## [What needs to be done]
Given the entries that follow, write out exactly the lines starting at the one containing "Scan for pine tree." and ending at the one containing "Scan for blue balloon.", both ends included, and only those.

##### Dataset #####

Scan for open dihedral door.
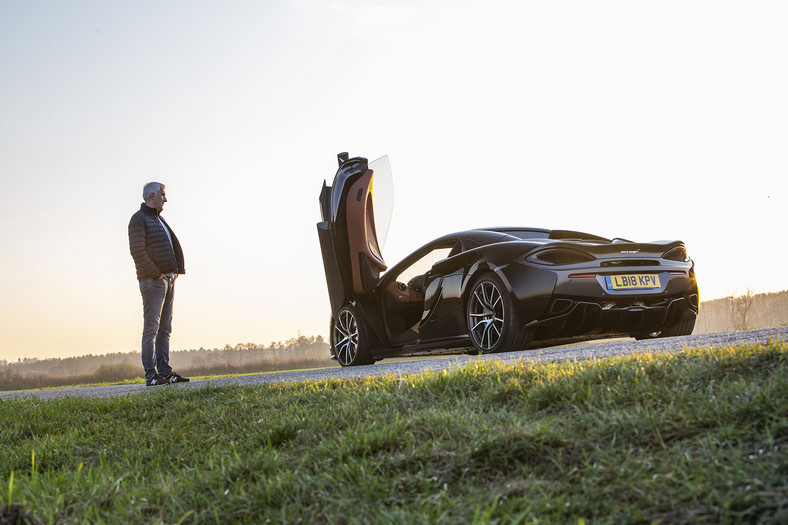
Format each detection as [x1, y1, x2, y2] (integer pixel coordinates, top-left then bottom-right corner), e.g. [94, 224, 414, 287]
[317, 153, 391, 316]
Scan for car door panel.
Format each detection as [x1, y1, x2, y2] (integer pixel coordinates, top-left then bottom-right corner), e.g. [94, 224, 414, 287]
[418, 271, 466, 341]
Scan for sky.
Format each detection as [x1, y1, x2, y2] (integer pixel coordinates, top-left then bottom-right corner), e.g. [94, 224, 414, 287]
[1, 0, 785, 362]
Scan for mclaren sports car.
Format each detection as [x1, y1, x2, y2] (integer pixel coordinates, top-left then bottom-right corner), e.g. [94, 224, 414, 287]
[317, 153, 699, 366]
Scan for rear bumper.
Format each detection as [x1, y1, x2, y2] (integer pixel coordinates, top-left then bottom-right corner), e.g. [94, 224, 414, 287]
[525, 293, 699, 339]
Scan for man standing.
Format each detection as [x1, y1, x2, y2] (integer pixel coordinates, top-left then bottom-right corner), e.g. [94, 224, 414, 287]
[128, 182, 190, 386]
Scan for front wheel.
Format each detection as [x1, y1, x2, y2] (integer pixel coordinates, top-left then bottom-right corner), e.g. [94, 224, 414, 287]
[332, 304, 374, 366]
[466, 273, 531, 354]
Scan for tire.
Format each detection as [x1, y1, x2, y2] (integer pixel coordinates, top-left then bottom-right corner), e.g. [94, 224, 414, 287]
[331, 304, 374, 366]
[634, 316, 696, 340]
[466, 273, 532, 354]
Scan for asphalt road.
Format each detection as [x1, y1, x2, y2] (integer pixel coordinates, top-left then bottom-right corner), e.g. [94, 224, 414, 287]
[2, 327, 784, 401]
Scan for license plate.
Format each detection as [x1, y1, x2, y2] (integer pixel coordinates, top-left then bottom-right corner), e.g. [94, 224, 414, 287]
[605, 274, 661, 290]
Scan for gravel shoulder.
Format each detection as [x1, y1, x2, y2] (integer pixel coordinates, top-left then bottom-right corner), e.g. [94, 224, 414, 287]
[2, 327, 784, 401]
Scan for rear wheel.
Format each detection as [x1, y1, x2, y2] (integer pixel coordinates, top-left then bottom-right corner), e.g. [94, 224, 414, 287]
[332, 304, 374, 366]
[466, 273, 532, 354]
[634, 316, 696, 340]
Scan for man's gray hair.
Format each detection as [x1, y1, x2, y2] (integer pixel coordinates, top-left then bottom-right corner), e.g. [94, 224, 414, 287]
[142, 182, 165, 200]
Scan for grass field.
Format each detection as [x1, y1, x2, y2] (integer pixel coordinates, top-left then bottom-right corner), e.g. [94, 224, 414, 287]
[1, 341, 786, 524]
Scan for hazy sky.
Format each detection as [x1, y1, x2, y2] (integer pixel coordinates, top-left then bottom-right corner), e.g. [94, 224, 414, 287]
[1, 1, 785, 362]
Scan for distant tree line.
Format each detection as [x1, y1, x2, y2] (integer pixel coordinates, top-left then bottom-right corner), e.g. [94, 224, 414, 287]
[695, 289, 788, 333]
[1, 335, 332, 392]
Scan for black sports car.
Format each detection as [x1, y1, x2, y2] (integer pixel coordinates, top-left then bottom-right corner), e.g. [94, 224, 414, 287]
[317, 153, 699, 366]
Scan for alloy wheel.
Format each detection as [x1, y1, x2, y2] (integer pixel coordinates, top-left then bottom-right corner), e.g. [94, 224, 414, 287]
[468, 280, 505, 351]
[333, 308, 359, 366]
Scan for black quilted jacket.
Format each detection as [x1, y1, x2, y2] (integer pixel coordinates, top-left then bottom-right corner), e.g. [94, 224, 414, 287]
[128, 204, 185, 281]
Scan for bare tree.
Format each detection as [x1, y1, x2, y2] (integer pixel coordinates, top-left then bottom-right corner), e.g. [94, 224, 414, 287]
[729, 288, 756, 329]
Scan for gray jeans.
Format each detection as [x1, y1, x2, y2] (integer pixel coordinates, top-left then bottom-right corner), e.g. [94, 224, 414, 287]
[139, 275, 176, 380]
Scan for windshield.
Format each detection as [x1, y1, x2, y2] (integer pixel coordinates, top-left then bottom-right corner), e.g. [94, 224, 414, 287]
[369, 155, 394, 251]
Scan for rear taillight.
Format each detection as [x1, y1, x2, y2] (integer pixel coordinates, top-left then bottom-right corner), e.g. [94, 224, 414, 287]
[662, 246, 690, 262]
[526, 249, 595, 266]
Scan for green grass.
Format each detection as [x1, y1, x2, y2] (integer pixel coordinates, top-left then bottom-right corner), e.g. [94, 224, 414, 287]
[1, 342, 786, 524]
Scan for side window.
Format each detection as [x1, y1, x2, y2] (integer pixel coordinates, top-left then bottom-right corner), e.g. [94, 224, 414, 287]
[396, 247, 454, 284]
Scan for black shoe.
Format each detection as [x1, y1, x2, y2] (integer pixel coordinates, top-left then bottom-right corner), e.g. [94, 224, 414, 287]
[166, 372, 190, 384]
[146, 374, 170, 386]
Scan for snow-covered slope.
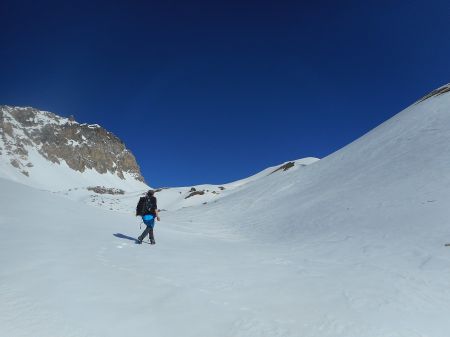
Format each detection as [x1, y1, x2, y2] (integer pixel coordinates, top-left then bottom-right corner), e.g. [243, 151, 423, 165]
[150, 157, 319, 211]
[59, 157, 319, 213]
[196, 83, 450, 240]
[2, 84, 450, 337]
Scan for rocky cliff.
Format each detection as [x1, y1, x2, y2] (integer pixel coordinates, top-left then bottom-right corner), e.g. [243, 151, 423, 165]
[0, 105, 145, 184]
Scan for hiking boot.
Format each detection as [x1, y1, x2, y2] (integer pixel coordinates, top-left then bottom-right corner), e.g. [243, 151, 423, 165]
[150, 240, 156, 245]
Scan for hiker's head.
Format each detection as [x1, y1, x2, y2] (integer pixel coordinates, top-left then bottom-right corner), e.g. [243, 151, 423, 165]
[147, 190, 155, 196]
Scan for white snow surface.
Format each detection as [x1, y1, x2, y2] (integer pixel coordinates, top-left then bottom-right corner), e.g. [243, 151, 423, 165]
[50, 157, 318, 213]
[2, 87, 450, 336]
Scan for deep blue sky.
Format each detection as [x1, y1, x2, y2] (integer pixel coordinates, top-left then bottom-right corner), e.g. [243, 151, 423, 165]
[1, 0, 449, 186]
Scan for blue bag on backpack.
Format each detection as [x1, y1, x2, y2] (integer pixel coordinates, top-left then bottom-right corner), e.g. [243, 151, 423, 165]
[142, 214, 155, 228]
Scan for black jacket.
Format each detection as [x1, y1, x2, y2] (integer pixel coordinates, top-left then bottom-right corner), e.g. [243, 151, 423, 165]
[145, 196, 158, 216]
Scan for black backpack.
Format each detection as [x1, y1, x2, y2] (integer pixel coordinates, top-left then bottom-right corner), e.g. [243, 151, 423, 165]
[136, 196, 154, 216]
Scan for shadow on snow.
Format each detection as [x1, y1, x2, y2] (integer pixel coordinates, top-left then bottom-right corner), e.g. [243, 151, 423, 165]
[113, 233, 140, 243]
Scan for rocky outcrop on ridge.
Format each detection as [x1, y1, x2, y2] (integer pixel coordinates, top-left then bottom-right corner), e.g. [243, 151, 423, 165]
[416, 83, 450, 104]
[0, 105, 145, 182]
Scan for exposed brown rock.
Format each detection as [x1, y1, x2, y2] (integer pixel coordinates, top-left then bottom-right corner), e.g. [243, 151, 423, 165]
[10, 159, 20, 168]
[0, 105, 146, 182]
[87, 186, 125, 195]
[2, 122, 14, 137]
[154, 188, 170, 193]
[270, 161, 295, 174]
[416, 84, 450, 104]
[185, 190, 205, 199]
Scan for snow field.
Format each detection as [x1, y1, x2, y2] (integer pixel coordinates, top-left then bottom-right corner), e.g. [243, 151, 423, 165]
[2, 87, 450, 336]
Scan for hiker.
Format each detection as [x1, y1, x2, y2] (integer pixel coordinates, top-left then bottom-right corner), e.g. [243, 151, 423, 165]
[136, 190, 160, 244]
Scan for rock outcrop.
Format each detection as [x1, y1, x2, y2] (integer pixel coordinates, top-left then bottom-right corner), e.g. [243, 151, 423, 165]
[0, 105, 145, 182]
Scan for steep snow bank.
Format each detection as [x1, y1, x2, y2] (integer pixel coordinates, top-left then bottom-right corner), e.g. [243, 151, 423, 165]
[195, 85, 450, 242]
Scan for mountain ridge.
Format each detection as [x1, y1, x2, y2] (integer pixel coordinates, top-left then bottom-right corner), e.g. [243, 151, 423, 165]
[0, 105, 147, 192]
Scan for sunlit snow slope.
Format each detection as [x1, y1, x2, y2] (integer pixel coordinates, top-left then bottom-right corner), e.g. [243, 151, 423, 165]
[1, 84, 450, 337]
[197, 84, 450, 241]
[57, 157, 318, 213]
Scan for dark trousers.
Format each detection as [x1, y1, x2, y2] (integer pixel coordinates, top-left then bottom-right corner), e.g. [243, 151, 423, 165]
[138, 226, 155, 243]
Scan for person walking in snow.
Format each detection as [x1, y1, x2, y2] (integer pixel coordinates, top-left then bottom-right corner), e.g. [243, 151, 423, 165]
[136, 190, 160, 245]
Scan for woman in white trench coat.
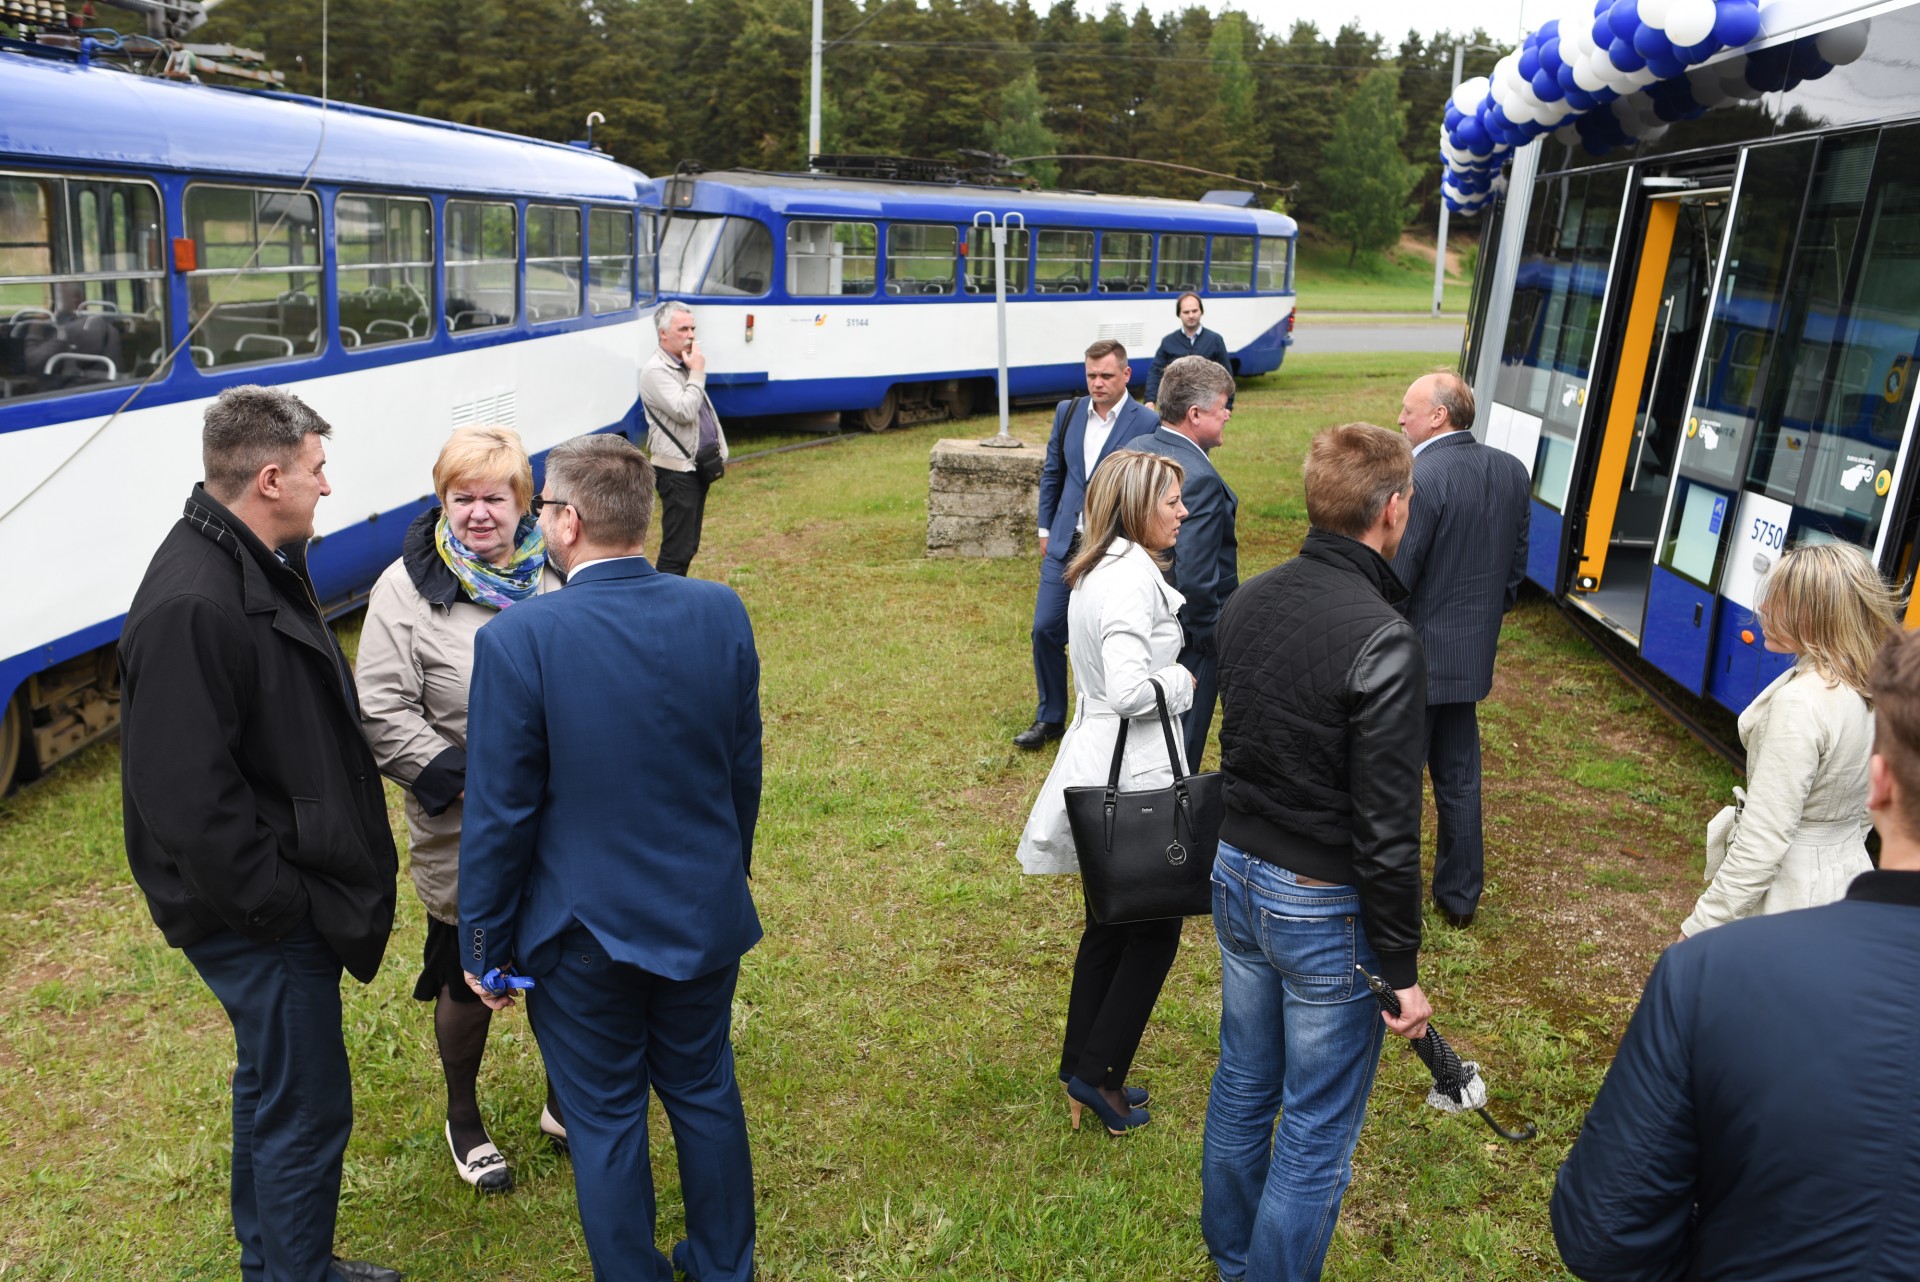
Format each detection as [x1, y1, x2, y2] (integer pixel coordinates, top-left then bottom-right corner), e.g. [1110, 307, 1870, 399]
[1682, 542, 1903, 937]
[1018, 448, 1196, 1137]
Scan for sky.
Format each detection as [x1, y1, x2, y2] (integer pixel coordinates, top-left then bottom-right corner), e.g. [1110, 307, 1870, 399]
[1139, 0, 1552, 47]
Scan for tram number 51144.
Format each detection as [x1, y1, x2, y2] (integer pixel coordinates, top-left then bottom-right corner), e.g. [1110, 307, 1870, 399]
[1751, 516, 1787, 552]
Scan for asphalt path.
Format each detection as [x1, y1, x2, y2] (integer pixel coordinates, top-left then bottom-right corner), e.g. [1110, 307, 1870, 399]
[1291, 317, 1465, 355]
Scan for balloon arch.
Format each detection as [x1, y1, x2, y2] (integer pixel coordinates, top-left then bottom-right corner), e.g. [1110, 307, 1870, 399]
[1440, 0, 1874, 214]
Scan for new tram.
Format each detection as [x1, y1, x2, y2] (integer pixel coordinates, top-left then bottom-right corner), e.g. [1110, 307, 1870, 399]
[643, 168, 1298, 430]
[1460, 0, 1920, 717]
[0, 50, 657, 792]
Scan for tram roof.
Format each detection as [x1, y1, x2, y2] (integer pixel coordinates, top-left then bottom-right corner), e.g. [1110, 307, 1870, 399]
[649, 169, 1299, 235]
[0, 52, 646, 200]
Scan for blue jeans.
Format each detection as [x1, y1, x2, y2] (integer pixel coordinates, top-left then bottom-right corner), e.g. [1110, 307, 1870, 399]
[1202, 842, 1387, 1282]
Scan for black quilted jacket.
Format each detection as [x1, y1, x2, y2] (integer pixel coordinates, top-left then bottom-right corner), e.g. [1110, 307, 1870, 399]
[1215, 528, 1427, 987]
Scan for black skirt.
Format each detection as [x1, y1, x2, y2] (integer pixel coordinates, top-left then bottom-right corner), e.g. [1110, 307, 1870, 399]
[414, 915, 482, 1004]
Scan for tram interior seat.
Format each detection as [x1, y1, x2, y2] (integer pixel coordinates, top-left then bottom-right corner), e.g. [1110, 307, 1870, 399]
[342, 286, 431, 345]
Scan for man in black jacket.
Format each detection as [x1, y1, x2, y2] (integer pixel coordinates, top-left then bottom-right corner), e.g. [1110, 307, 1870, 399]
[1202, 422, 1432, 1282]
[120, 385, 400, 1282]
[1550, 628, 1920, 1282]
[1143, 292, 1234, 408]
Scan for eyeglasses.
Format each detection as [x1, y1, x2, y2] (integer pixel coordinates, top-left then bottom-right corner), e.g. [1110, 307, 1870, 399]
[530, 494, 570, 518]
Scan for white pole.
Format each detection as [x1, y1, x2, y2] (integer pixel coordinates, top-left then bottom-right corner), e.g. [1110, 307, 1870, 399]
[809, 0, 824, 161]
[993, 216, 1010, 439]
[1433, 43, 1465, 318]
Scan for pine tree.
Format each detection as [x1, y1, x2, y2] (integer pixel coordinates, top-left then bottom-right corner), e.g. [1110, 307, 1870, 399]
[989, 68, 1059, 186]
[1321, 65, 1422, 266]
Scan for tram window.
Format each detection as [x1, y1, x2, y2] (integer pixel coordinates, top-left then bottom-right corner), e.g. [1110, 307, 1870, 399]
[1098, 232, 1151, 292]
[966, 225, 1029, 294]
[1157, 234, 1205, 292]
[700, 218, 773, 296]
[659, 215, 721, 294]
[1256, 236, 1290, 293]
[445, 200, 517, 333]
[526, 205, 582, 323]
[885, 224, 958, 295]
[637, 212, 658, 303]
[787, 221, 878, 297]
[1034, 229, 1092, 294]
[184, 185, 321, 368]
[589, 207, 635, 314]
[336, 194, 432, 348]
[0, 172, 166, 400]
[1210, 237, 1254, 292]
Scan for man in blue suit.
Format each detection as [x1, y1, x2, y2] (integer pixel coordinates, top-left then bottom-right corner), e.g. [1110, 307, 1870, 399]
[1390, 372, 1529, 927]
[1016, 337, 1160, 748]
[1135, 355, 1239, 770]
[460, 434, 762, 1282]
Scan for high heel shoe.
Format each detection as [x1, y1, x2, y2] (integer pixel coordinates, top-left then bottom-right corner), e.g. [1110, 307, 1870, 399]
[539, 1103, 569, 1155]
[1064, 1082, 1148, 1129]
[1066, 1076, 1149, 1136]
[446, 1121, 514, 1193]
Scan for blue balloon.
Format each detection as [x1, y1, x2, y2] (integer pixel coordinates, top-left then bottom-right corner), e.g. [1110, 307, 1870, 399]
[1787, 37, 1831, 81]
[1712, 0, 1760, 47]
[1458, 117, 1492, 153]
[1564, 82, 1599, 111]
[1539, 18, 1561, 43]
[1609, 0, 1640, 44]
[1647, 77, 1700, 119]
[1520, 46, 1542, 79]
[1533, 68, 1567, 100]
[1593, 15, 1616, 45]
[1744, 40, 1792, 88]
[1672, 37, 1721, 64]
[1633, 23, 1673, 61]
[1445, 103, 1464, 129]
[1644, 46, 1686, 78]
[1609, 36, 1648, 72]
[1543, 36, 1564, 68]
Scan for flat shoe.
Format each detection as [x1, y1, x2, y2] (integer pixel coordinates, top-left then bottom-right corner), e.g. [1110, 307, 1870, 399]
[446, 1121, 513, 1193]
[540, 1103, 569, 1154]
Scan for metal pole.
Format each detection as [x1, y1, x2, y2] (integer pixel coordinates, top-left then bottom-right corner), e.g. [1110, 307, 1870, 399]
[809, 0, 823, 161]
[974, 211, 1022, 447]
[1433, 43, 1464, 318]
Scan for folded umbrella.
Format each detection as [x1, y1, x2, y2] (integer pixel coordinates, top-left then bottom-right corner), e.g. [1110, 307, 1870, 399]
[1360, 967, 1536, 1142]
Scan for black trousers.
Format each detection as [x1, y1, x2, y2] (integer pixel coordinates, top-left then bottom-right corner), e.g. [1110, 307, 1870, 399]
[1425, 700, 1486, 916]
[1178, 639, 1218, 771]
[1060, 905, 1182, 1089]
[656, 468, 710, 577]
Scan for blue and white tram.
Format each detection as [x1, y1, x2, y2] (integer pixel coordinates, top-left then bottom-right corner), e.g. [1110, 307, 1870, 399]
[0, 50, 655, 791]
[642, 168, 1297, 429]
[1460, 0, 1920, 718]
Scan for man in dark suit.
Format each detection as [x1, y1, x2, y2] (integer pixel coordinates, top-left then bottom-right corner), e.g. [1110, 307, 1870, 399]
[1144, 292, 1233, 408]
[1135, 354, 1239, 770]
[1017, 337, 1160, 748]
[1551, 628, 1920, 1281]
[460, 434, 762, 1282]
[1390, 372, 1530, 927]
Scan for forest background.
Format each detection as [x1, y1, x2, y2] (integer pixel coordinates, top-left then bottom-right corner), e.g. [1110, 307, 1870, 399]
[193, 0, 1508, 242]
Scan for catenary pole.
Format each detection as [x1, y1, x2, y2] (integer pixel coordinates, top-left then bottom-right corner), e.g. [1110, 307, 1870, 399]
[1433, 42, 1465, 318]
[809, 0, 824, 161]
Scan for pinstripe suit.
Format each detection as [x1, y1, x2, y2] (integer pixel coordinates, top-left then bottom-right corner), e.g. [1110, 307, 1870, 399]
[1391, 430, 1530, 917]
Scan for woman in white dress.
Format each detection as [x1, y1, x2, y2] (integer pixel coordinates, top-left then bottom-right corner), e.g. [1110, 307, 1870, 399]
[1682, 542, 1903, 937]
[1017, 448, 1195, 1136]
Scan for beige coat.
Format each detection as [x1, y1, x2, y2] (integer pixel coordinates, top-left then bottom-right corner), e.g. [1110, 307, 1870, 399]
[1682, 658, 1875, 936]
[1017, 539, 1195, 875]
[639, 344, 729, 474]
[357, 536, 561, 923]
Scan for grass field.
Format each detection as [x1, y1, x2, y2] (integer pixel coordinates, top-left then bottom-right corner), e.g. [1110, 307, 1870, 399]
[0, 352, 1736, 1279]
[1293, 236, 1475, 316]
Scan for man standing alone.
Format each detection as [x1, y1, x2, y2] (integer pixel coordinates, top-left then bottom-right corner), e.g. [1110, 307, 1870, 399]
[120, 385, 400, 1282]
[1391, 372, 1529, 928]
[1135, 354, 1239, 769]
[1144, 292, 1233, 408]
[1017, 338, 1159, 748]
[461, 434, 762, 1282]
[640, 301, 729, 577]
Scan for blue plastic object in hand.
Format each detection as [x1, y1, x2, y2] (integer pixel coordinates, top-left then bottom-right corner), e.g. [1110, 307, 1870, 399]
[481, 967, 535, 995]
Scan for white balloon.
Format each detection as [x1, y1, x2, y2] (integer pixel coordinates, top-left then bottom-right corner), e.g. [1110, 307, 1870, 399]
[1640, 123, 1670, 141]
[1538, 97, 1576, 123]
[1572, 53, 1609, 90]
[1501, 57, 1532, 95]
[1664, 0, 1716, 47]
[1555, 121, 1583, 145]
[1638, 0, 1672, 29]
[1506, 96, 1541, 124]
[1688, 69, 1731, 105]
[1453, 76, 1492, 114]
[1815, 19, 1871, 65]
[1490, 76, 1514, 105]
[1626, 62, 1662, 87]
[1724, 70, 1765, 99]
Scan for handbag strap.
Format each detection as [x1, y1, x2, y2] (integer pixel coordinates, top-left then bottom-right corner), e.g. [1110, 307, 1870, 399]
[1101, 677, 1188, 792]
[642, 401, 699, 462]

#####

## [Response area]
Scan for pine tree.
Format each detection as [x1, y1, x2, y2] (integer pixel coordinates, top-left then bottom-right corner), e.g. [1110, 307, 1870, 399]
[989, 68, 1059, 186]
[1321, 65, 1422, 266]
Scan for tram window.
Format each detection as [x1, y1, x2, y2] (integer pixel coordinates, top-left then bottom-right corner), e.g. [1110, 307, 1870, 399]
[1098, 232, 1151, 292]
[966, 225, 1029, 294]
[1157, 234, 1205, 292]
[700, 218, 773, 296]
[659, 215, 721, 294]
[1256, 236, 1290, 293]
[445, 200, 517, 333]
[526, 205, 582, 323]
[885, 224, 958, 295]
[637, 212, 658, 303]
[787, 221, 878, 297]
[1034, 229, 1092, 294]
[184, 185, 321, 368]
[589, 207, 635, 314]
[336, 194, 432, 348]
[0, 172, 166, 400]
[1210, 237, 1254, 292]
Scan for man in blue suit.
Format each detection as [x1, y1, x2, y2] (integer pixel coordinates, top-left then bottom-right corner), e.g. [1110, 307, 1870, 399]
[1390, 372, 1529, 927]
[1016, 337, 1160, 748]
[1135, 355, 1239, 770]
[460, 434, 762, 1282]
Scan for high heel shoe.
Format each detection as [x1, y1, x2, y2] (integer pixel coordinates, top-left then bottom-right corner), e.g. [1110, 307, 1870, 399]
[539, 1103, 569, 1155]
[1064, 1082, 1148, 1129]
[1066, 1076, 1149, 1136]
[446, 1121, 514, 1193]
Scan for blue balloon.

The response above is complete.